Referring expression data

◇ ◇ ◇ ◇

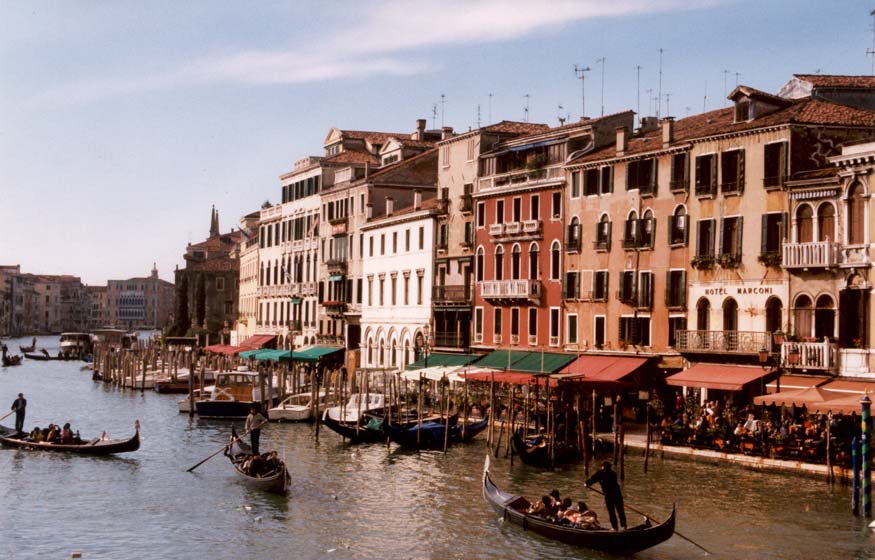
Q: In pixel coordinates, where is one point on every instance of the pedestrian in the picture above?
(611, 491)
(19, 405)
(253, 425)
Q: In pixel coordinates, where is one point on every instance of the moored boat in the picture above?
(514, 509)
(96, 446)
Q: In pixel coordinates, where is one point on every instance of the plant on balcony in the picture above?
(770, 258)
(702, 262)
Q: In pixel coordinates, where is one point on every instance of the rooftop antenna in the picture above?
(580, 72)
(659, 93)
(638, 92)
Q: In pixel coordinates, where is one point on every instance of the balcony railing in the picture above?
(818, 254)
(723, 342)
(809, 355)
(511, 289)
(451, 295)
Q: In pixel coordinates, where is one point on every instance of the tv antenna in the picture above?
(580, 72)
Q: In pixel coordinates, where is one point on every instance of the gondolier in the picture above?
(254, 422)
(613, 496)
(19, 405)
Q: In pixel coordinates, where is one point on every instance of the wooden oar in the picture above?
(689, 540)
(224, 447)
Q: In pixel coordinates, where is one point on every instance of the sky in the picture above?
(122, 123)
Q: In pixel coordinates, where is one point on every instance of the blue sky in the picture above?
(121, 123)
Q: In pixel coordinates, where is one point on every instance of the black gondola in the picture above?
(97, 446)
(513, 509)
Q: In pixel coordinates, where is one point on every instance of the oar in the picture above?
(224, 447)
(638, 511)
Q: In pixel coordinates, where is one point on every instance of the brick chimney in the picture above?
(621, 140)
(667, 131)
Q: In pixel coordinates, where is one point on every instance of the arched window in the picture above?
(515, 262)
(802, 312)
(824, 317)
(804, 224)
(555, 262)
(826, 223)
(533, 261)
(499, 263)
(856, 215)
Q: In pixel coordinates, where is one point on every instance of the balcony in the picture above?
(511, 290)
(522, 178)
(723, 342)
(818, 254)
(451, 295)
(809, 355)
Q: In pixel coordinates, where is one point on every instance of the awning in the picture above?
(791, 382)
(441, 359)
(314, 353)
(599, 369)
(717, 376)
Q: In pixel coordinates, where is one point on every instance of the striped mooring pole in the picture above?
(866, 486)
(855, 486)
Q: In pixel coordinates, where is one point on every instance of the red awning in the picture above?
(599, 369)
(717, 376)
(513, 377)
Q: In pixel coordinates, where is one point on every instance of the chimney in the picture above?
(621, 140)
(667, 131)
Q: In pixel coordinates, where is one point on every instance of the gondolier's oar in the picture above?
(226, 446)
(689, 540)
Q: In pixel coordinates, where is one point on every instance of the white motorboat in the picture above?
(297, 408)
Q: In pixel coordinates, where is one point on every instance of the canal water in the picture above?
(352, 502)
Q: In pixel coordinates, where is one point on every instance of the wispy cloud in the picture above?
(387, 39)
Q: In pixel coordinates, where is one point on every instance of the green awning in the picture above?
(314, 353)
(542, 362)
(439, 359)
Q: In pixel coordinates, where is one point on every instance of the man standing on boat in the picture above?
(19, 405)
(611, 491)
(254, 422)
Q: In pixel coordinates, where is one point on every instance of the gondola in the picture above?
(97, 446)
(431, 434)
(513, 509)
(276, 482)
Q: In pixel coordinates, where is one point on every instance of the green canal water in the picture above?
(345, 502)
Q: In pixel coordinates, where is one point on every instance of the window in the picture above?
(773, 228)
(732, 171)
(603, 234)
(680, 172)
(600, 285)
(555, 264)
(555, 318)
(730, 240)
(556, 207)
(571, 329)
(678, 232)
(676, 288)
(774, 165)
(706, 175)
(641, 175)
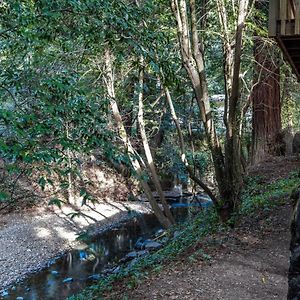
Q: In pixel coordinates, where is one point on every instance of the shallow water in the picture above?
(79, 268)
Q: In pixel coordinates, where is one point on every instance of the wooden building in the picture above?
(284, 25)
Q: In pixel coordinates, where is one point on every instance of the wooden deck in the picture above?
(284, 25)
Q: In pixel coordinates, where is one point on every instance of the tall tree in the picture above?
(227, 163)
(266, 101)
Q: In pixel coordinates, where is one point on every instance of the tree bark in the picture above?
(227, 167)
(266, 120)
(150, 162)
(109, 81)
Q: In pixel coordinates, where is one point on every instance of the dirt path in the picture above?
(28, 240)
(248, 265)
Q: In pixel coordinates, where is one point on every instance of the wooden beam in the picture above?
(297, 17)
(273, 17)
(288, 57)
(283, 16)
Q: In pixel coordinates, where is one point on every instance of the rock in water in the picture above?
(68, 280)
(296, 143)
(152, 245)
(3, 293)
(95, 277)
(54, 273)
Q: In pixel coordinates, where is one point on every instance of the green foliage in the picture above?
(259, 196)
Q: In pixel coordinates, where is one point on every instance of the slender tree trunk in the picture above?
(147, 150)
(182, 150)
(294, 270)
(109, 80)
(228, 168)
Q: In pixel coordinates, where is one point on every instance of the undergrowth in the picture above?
(257, 196)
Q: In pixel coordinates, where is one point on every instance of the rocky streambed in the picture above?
(122, 242)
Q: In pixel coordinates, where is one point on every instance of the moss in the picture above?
(257, 196)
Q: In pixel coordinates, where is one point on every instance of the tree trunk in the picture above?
(109, 81)
(227, 167)
(294, 270)
(266, 105)
(150, 162)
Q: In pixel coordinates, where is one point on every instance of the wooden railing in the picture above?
(284, 17)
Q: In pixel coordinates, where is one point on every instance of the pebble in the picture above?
(68, 280)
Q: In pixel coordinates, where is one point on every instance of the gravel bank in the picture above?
(28, 241)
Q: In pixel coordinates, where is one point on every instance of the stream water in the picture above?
(79, 268)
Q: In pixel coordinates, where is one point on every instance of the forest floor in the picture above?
(29, 239)
(248, 262)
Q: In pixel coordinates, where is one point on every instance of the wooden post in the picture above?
(273, 17)
(283, 16)
(297, 17)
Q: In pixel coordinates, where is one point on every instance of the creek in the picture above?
(79, 268)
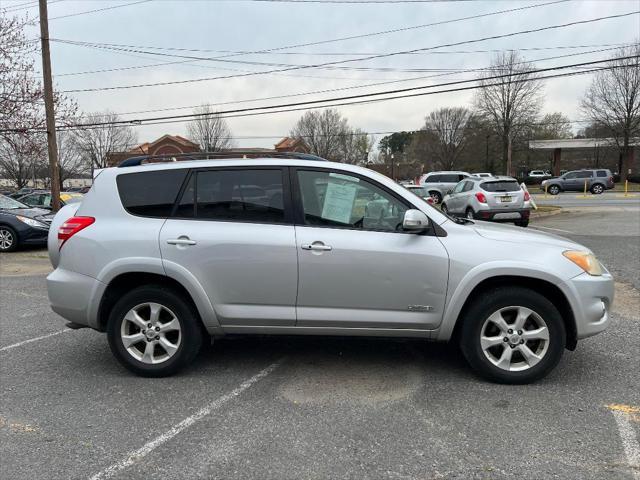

◇ ◇ ◇ ◇

▶ _What the task requires_: Each record above should be restated word for word. The pictures should not appear.

▶ _Exercise result_:
Q: In pixel coordinates, where is one point on every instance of the pedestrian in the picture above?
(611, 491)
(19, 405)
(253, 425)
Q: In pixel coordinates, where is one point on every instance of the moored boat in the picture above?
(514, 509)
(96, 446)
Q: In pixel coordinates, where is one point on every instance of the plant on balcony in the picture above?
(770, 258)
(702, 262)
Q: In pixel coordinates, where is one point on every instance of the rooftop antenna in the picture above?
(580, 72)
(659, 93)
(638, 92)
Q: In pixel coordinates, where is one point on every instance of the balcony railing in the picture above?
(818, 254)
(723, 342)
(809, 355)
(511, 289)
(451, 295)
Q: In pixel coordinates, where is one point on every instance of the tv antenna in the picture above?
(580, 72)
Q: In pixel coordinates, where is one point on every instance of the gondolier in the picture above?
(254, 422)
(613, 496)
(19, 405)
Q: In pixel coordinates, where is one point on every instance of the wooden oar in the picture above?
(689, 540)
(224, 447)
Q: In pixel coordinates, where is one point on every instance of the sky in the picture above?
(122, 123)
Q: In pixel coordinates, where is one point on every instance of the blue sky in the picture above?
(121, 123)
Q: In pixel coordinates, where is one point on every instance of the black gondola in the picture above?
(97, 446)
(513, 509)
Q: In pixel coordinates, where is one point on every instance of the oar in the picture above?
(224, 447)
(638, 511)
Q: In pixel coordinates, where is one point on every instance of the brick chimney in the picture above?
(621, 140)
(667, 131)
Q: In pixel coordinates, where is one point on every instance of the arched window in the picture above?
(515, 262)
(802, 312)
(824, 317)
(804, 224)
(555, 262)
(826, 223)
(533, 261)
(499, 263)
(856, 215)
Q: In pixel coordinates, where is one point on every instance of the balcony in the picture above?
(511, 290)
(522, 178)
(723, 342)
(818, 254)
(451, 295)
(809, 355)
Q: In pixel coordinates, where is one point on every instance of the awning in the picture above?
(791, 382)
(441, 359)
(314, 353)
(599, 369)
(717, 376)
Q: In pixel coordinates, where is one point on every instance of the striped mooring pole in the picture above?
(866, 486)
(855, 486)
Q: In pixel coordinates, where is one point on every instance of the red awning in the picture above?
(599, 369)
(717, 376)
(513, 377)
Q: In pixel coordinates, where is one point on every instance of the chimney in the picture above?
(621, 140)
(667, 131)
Q: In pixel coordinates, where is one point on every instance of the gondolier's oar in the picture above?
(226, 446)
(689, 540)
Q: In pixel coordinates, where is one point on every instance of the white motorboat in the picture above?
(297, 408)
Q: In pixel coordinates, where is one point on every instance of the canal water in the picture above?
(352, 502)
Q: In pixel coordinates, where is one point on every instance of the wispy cloud in the picture above?
(387, 39)
Q: In pixel coordinates, where is one point on every instance of the green awning in the picture above?
(314, 353)
(542, 362)
(439, 359)
Q: In pixel coordinates, where is one point on every instance of the man standing on boat in the picture above?
(19, 405)
(611, 491)
(254, 422)
Q: In pixel coordinates, where is one point on every instance of the gondola in the picture above?
(97, 446)
(431, 434)
(513, 509)
(276, 482)
Q: In pixel coordinates, where is one point on every instance of the green canal water in the picture above?
(345, 502)
Q: In pixel coordinates, where is one point on every instance of the window in the picture above?
(773, 228)
(732, 171)
(603, 234)
(680, 172)
(600, 285)
(555, 264)
(555, 318)
(730, 240)
(556, 207)
(571, 329)
(678, 232)
(676, 288)
(774, 165)
(706, 175)
(641, 175)
Q: In pixel coordinates, where is one point on every instance of the shallow water in the picture above?
(79, 268)
Q: In pixel coordinates, where is one point on every instance of the wooden building in the picture above?
(284, 25)
Q: In pixel coordinates, where is one point on every instance of the wooden deck in the picture above?
(284, 25)
Q: In pixel coordinates, where is one point on every instance of the tall tree in the picture above?
(227, 163)
(266, 101)
Q: In pixel coordinates, where is one point on every instance of the tree bark in the picture above?
(227, 167)
(266, 120)
(150, 162)
(109, 81)
Q: In pixel coordinates, where is one point on every instance of the dirt path in the picture above?
(28, 240)
(248, 265)
Q: In pixel coordinates, where is one point on every instance of the wooden beam in the picture above?
(297, 17)
(273, 17)
(288, 57)
(283, 16)
Q: In pixel coordinates, where is one point on every instance of the rock in water in the picture above?
(68, 280)
(296, 143)
(152, 245)
(3, 293)
(95, 277)
(54, 273)
Q: In pixel coordinates, where is one point on every instance of the green foliage in the picture above?
(259, 196)
Q: In pixel coordinates, where is one point on every instance of the slender tree trunk in the picture above?
(147, 150)
(182, 150)
(294, 270)
(109, 80)
(228, 168)
Q: In pixel coordinates, where is one point on every instance of the undergrowth in the picture above?
(257, 196)
Q: In pixel coordinates, where is one point on every instance of the rocky streambed in the picture above?
(122, 242)
Q: In pixel coordinates, where is one point on every instance of the moss in the picture above?
(257, 196)
Q: In pixel coordinates, where is one point on every instance of the tree trunk in the picture above?
(109, 81)
(227, 167)
(294, 270)
(266, 105)
(150, 162)
Q: In pixel coordinates, where is one point on every instance of the wooden railing in the picture above?
(284, 17)
Q: In pixel coordinates, where is one point on every instance of the pebble in the picture above?
(68, 280)
Q: In pixel coordinates, where is one point on every instance of the gravel bank in the picture above?
(28, 241)
Q: In pixel coordinates, where is one point on every instance of the stream water in the picture above?
(79, 268)
Q: In pixel coordinates, where is one point on every instance of the forest floor in the picture above?
(29, 239)
(248, 262)
Q: In pixel coordinates, where is one point on every instance of the wooden post in the picture above?
(273, 17)
(283, 16)
(297, 17)
Q: In pixel coordinates, where is one point on every instance of the creek in the picture above?
(79, 268)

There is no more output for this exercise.